* ASSIGNMENT *
Repeat exactly, and only, the lines from the one containing "Might I ask" through the end of the records.

Content starts

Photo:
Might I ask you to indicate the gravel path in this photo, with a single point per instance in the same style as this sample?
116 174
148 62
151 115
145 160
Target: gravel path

Content ends

* EXERCISE RESULT *
Might I ask you to indicate the gravel path in this photo, with a single point per instance in the same style as this sample?
116 174
148 62
151 115
145 160
Target: gravel path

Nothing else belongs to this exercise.